#### TEKS SUMBER ####
7. Dalam sebuah hadits
shahih, al-Imam al-Bukhari meriwayatkan dari sahabat Rifa'ah ibn Rafi’, bahwa ia (Rifa’ah ibn Rafi’) berkata: “Suatu hari kami shalat berjama’ah di belakang Rasulullah. Ketika beliau mengangkat
kepala setelah ruku’,
beliau membaca: “Sami’allahu Lima Hamidah”. Tiba-tiba salah seorang makmum berkata:
رَبَّنَا وَلَكَ الْحَمْدُ حَمْدًا كَثِيْرًا طَيِّبًا مُبَارَكًا فِيْهِ
Setelah selesai shalat,
Rasulullah bertanya: “Siapakah
tadi yang mengatakan kalimat-kalimat itu?”. Orang yang yang dimaksud menjawab: “Saya Wahai Rasulullah...”. Lalu Rasulullah berkata:
رَأَيْتُ بِضْعَةً وَثَلاَثِيْنَ مَلَكًا يَبْتَدِرُوْنَهَا أَيُّهُمْ يَكْتُبُهَا أَوَّلَ
“Aku
melihat lebih dari tiga puluh Malaikat berlomba untuk menjadi yang pertama
mencatatnya”.
Al-Hafizh Ibn Hajar dalam
Fath al-Bari, mengatakan: “Hadits ini adalah dalil yang menunjukkan akan
kebolehan menyusun bacaan dzikir di dalam shalat yang tidak ma’tsur, selama dzikir tersebut tidak menyalahi yang ma’tsur” (Fath al-Bari, j. 2, h. 287).
7. al-Imam an-Nawawi, dalam
kitab Raudlah ath-Thalibin, tentang doa Qunut, beliau menuliskan sebagai
berikut:
هذَا هُوَ الْمَرْوِيُّ عَنِ النَّبِيِّ صَلّى
اللهُ عَليهِ وَسَلّمَ وَزَادَ الْعُلَمَاءُ فِيْهِ: "وَلاَ يَعِزُّ مَنْ عَادَيْتَ" قَبْلَ "تَبَارَكْتَ وَتَعَالَيْتَ" وَبَعْدَهُ: "فَلَكَ الْحَمْدُ عَلَى مَا
قَضَيْتَ، أَسْتَغْفِرُكَ وَأَتُوْبُ إِلَيْكَ".
قُلْتُ:
قَالَ أَصْحَابُنَا: لاَ بَأْسَ بِهذِهِ
الزِّيَادَةِ.
####
**PERINTAH TUGAS 1:**
Tentukan apakah setiap pernyataan berikut sesuai dengan teks tentang hadits dzikir dalam shalat. Jawab ya atau tidak, lalu kutip kata-kata teks yang menentukan jawaban itu. (a) Rifa'ah ibn Rafi' menyatakan bahwa mereka shalat berjama'ah di belakang Rasulullah. (b) Rasulullah menanyakan siapa yang mengucapkan kalimat-kalimat itu sebelum shalat selesai. (c) Rasulullah melihat kurang dari dua puluh Malaikat berlomba mencatat kalimat itu.
Teks ini sama sekali tidak berkaitan dengan catatan sesudahnya.
#### DATA TUGAS ####
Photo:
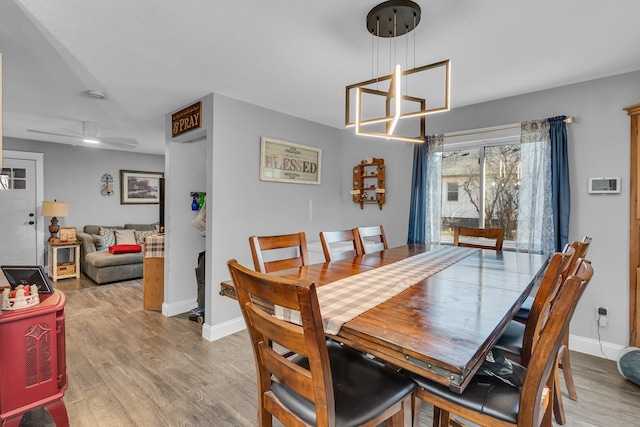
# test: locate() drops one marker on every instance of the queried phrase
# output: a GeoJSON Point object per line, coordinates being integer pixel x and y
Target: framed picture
{"type": "Point", "coordinates": [284, 161]}
{"type": "Point", "coordinates": [139, 188]}
{"type": "Point", "coordinates": [28, 275]}
{"type": "Point", "coordinates": [68, 234]}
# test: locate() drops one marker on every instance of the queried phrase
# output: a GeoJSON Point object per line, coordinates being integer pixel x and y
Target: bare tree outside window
{"type": "Point", "coordinates": [496, 194]}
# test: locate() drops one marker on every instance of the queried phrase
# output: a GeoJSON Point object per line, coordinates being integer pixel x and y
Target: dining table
{"type": "Point", "coordinates": [435, 310]}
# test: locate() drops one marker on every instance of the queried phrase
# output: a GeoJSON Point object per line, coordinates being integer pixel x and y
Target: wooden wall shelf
{"type": "Point", "coordinates": [369, 180]}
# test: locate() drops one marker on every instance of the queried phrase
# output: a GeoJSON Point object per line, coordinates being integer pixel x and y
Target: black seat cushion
{"type": "Point", "coordinates": [523, 313]}
{"type": "Point", "coordinates": [484, 394]}
{"type": "Point", "coordinates": [511, 339]}
{"type": "Point", "coordinates": [363, 388]}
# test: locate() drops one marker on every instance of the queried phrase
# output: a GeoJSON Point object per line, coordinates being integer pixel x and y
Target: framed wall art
####
**PERINTAH TUGAS 2:**
Temukan semua baris dalam catatan yang memuat kata "framed", lalu salin setiap baris tersebut.

**HASIL AKHIR 1:**
(a) Ya: "Suatu hari kami shalat berjama’ah di belakang Rasulullah."
(b) Tidak: "Setelah selesai shalat, Rasulullah bertanya"
(c) Tidak: "melihat lebih dari tiga puluh Malaikat berlomba untuk menjadi yang pertama"

**HASIL AKHIR 2:**
Target: framed picture
Target: framed wall art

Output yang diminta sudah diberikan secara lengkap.